What this task involves ▸
Report how many of the rows below contain the string "stadium", giving only the number.

(begin)

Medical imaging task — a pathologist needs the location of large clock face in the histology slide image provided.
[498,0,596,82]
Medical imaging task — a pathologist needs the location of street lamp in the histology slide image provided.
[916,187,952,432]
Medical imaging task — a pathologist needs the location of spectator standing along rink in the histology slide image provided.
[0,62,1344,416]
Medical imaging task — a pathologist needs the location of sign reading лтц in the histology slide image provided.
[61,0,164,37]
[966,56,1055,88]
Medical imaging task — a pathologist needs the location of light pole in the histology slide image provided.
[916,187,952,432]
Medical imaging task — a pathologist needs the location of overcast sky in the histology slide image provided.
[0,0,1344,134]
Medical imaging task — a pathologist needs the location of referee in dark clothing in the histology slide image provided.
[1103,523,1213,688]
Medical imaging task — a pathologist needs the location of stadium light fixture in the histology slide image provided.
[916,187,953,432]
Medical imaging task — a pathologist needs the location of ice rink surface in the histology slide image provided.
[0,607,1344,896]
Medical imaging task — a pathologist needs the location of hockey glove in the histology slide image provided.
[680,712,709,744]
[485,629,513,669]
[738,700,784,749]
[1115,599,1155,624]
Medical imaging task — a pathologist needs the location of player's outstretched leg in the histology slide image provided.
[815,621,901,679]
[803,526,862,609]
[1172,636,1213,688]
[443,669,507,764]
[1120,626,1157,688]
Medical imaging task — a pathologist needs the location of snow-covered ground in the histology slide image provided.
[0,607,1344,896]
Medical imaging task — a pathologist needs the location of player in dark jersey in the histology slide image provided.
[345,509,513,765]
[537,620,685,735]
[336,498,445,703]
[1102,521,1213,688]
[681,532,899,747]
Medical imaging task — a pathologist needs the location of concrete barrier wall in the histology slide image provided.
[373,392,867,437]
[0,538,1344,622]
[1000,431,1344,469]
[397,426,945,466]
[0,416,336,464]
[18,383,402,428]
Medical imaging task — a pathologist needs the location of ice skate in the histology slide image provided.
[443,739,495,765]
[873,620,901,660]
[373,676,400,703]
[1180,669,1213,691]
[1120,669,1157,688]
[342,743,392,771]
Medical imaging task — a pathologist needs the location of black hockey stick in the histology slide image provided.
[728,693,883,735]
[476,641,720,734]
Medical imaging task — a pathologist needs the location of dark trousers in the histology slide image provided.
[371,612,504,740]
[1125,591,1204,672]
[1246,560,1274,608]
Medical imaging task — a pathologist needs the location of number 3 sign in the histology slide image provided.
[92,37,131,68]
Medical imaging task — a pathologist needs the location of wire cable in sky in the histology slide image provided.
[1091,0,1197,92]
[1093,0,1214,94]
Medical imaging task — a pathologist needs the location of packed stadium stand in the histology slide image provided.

(end)

The reply ▸
2